§ Tasks and exercises:
1. In the traveling unit patent text, what mechanism is offered as an example for changing the form of the traveling unit?
2. Reproduce the passage of the traveling unit patent text between "changing a form" and "connected state where the connectable unit is connected.", inclusive.

§ Document text:
*-*-*
Further, the mechanism for changing the form of the traveling unit 100 is not limited to the mechanism for changing the form of the traveling unit 100 in the above-described embodiment, and various mechanisms for changing the foim can be employed. For example, a mechanism for contracting a pantograph can be employed as the mechanism for changing the form of the traveling unit.

The above-described embodiment is merely an example, and the present disclosure can be modified and implemented as appropriate within a range not deviating from the gist of the present disclosure. The processing and/or the means described in the present disclosure can be implemented while the processing and the means are partially extracted or freely combined unless technical inconsistency arises.

The processing which has been described as being performed by one apparatus may be shared and executed by a plurality of apparatuses. For example, the server apparatus 200 which is an information processing apparatus and/or the information processing apparatus 102 of the traveling unit 100 do not necessarily have to be respectively one computer, and may be configured as a system including a plurality of computers. Alternatively, the processing which has been described as being performed by different apparatuses may be executed by one apparatus. In a computer system, it is possible to flexibly change what kind of hardware configurations implement the respective functions

For example, in the above-described embodiment, as the forms to which the form of the traveling unit 100A is changed, the second form in which only the length in the longitudinal direction of the traveling unit 100A is shortened and the third form in which both the length in the longitudinal direction and the width of the vehicle are shortened have been described as examples. However, the traveling unit 100A of the present embodiment is not limited to these. For example, the form may be transformed to a fourth form (see FIG. 3B) in which a vehicle width is shortened without the length in the longitudinal direction of the traveling unit 100A being changed.

The present disclosure can be implemented by a computer program implementing the functions described in the above-described embodiment being supplied to a computer, and one or more processors of the computer reading out and executing the program. Such a computer program may be provided to the computer with a non-transitory computer-readable storage medium which can be connected to a system bus of the computer or may be provided to the computer via a network. The non-transitory computer-readable storage medium includes, for example, an arbitrary type of disk such as a magnetic disk (such as a floppy (registered trademark) disk and a hard disk drive (HDD)), and an optical disk (such as a CD-ROM, a DVD disk and a blue-ray disk), and an arbitrary type of medium appropriate for storing an electronic command, such as a read only memory (ROM), a random access memory (RAM), an EPROM, an EEPROM, a magnetic card, a flash memory and an optical card.

Claims

1. A traveling unit to which a connectable unit can be connected on an upper side of the traveling unit in a separable manner, the traveling unit comprising:

a controller comprising at least one processor configured to performs:

changing a form of the traveling unit so that the traveling unit in a separated state where the connectable unit is separated takes a different form from a form in a connected state where the connectable unit is connected; and

controlling travel of the traveling unit in accordance with the form of the traveling unit.

2. The traveling unit according to claim 1,

wherein the changing the form of the traveling unit comprises making a horizontal occupied region of the traveling unit narrower in the separated state where the connectable unit is separated than in the connected state where the connectable unit is connected.

3. The traveling unit according to claim 1,

wherein the changing the form of the traveling unit comprises making a height of the traveling unit higher in the separated state where the connectable unit is separated than in the connection state where the connectable unit is connected.
*-*-*
§ Record extracts:
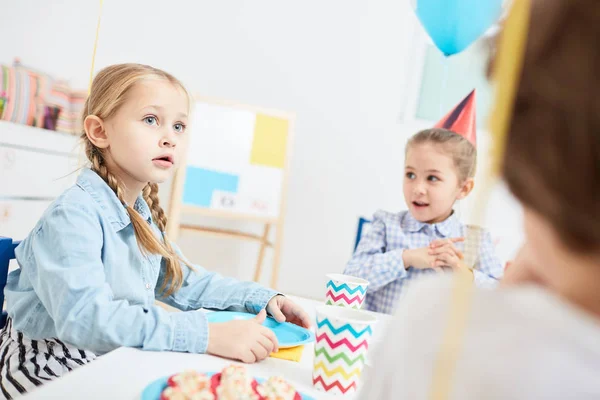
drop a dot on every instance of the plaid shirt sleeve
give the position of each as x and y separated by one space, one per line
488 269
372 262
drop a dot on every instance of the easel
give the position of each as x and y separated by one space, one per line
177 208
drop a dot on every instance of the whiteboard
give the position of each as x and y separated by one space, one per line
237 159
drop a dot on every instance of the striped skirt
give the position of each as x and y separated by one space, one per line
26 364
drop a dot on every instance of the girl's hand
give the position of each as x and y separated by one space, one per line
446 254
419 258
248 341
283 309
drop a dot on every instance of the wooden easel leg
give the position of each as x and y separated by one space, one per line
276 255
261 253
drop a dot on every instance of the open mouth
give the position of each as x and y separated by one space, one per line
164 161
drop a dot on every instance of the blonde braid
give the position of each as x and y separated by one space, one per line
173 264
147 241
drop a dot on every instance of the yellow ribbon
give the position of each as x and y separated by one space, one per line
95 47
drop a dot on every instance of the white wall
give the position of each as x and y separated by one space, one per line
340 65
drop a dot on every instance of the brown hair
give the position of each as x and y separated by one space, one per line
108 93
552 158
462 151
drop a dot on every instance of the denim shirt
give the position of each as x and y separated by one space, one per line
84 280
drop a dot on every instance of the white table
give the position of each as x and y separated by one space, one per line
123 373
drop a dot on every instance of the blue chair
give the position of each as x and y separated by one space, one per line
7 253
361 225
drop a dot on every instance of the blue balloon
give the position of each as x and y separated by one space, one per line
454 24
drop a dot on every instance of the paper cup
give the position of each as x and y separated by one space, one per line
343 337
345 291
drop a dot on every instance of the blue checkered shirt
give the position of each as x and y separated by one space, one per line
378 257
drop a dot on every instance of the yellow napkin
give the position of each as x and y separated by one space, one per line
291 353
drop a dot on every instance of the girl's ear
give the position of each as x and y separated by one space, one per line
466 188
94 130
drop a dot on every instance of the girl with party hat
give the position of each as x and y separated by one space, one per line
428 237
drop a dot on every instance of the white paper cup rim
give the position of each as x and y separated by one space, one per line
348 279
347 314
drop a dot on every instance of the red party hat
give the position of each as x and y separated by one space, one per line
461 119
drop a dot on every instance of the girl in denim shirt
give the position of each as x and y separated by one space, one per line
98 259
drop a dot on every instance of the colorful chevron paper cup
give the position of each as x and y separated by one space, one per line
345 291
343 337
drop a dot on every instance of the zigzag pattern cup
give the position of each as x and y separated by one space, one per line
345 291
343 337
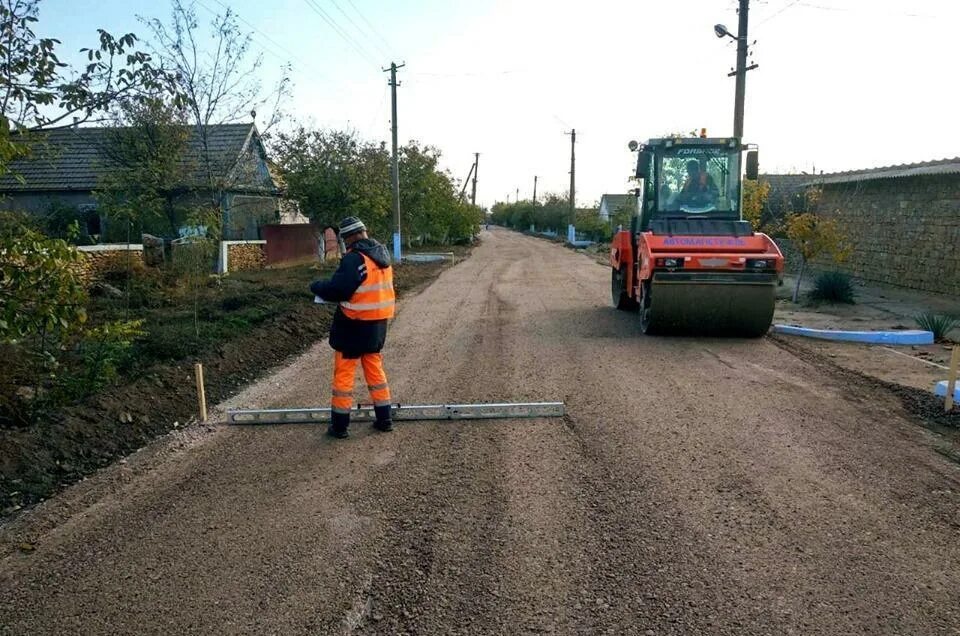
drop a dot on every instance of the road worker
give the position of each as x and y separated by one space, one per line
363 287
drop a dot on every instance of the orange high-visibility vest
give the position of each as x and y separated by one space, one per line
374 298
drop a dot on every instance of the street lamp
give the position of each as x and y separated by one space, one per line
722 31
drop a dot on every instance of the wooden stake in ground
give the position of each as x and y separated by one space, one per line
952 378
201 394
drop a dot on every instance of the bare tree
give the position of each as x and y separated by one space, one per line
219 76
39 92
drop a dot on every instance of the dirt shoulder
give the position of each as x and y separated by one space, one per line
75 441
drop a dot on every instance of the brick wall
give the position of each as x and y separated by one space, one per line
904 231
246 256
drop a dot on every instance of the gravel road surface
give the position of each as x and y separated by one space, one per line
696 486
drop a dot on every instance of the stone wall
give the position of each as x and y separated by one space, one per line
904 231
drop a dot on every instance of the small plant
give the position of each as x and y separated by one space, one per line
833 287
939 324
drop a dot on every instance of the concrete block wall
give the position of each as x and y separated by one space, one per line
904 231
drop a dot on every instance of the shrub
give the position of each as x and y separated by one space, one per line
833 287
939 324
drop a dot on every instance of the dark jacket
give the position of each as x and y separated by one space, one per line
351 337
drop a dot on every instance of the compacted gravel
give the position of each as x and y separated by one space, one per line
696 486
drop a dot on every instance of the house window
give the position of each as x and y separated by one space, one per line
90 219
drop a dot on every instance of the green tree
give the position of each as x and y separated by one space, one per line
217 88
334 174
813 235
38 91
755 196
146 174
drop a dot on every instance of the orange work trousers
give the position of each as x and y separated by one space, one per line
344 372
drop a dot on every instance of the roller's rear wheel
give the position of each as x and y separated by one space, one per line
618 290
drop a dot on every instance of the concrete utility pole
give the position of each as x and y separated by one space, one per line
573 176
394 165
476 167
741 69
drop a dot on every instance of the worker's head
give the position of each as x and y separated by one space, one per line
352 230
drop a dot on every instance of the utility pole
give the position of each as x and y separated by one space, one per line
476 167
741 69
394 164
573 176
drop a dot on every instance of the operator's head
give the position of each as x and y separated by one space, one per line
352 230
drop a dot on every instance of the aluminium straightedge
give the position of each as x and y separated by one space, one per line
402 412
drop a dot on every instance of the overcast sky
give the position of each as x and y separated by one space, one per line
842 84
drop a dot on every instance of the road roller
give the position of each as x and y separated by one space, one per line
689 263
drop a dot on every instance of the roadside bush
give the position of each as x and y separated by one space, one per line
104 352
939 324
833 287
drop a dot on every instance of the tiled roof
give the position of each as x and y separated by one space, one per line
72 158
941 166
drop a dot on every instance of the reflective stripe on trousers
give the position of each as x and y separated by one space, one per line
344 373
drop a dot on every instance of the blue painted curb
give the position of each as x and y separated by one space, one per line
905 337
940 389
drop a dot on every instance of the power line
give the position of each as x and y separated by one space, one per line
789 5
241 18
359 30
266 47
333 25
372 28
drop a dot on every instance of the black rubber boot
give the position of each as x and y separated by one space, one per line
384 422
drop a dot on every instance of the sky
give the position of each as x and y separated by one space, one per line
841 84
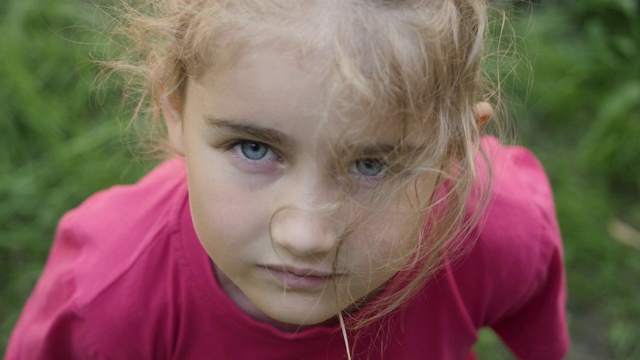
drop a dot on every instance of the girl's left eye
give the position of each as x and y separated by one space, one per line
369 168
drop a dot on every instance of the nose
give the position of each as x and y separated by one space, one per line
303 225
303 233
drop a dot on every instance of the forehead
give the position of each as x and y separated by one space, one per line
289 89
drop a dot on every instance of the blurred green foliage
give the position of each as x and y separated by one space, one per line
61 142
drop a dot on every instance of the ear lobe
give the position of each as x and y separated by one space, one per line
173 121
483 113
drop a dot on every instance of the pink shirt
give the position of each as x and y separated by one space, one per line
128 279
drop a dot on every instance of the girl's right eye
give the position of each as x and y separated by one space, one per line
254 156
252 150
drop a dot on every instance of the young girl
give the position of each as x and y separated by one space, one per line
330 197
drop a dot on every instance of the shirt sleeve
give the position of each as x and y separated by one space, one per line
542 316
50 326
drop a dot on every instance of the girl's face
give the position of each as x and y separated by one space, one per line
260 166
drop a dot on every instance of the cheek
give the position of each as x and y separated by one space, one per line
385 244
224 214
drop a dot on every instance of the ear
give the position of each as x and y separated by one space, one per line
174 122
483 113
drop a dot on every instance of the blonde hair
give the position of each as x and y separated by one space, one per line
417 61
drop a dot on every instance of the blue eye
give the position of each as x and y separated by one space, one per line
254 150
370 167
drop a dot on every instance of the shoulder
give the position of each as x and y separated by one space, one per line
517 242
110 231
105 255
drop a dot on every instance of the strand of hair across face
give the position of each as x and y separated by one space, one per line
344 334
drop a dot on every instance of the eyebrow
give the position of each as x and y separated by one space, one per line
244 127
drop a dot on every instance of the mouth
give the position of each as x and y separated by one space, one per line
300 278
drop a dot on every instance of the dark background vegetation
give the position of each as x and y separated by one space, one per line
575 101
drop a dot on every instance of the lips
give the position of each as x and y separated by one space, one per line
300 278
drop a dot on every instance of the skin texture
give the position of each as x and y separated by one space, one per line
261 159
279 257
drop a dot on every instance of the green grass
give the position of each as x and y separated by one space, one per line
*-*-*
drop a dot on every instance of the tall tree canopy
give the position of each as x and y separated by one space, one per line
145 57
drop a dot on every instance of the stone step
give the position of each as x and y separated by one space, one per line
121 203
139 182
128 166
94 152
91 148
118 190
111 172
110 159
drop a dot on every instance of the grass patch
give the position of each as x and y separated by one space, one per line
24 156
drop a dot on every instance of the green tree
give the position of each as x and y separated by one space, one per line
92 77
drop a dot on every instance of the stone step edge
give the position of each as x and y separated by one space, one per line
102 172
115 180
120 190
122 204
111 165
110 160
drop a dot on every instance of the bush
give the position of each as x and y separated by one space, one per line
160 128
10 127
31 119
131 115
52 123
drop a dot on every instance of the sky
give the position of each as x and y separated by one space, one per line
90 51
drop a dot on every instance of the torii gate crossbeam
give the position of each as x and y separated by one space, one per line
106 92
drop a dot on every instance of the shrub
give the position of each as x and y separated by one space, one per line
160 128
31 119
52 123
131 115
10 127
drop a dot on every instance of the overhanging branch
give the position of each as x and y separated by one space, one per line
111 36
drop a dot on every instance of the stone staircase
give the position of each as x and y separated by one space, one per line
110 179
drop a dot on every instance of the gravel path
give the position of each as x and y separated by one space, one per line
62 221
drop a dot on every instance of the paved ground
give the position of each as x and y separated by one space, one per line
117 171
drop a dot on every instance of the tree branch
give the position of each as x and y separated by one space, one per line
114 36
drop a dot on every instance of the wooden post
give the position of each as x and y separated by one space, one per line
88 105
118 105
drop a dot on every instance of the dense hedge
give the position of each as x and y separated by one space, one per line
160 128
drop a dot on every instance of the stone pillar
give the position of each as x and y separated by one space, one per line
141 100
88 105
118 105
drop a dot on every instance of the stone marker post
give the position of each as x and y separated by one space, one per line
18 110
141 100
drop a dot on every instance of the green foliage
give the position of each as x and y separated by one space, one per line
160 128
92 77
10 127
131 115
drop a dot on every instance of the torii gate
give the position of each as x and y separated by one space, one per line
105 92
*-*-*
§ Expected responses:
1. A mechanism for contracting a pantograph.

2.
changing a form of the traveling unit so that the traveling unit in a separated state where the connectable unit is separated takes a different form from a form in a connected state where the connectable unit is connected; and

controlling travel of the traveling unit in accordance with the form of the traveling unit.

2. The traveling unit according to claim 1,

wherein the changing the form of the traveling unit comprises making a horizontal occupied region of the traveling unit narrower in the separated state where the connectable unit is separated than in the connected state where the connectable unit is connected.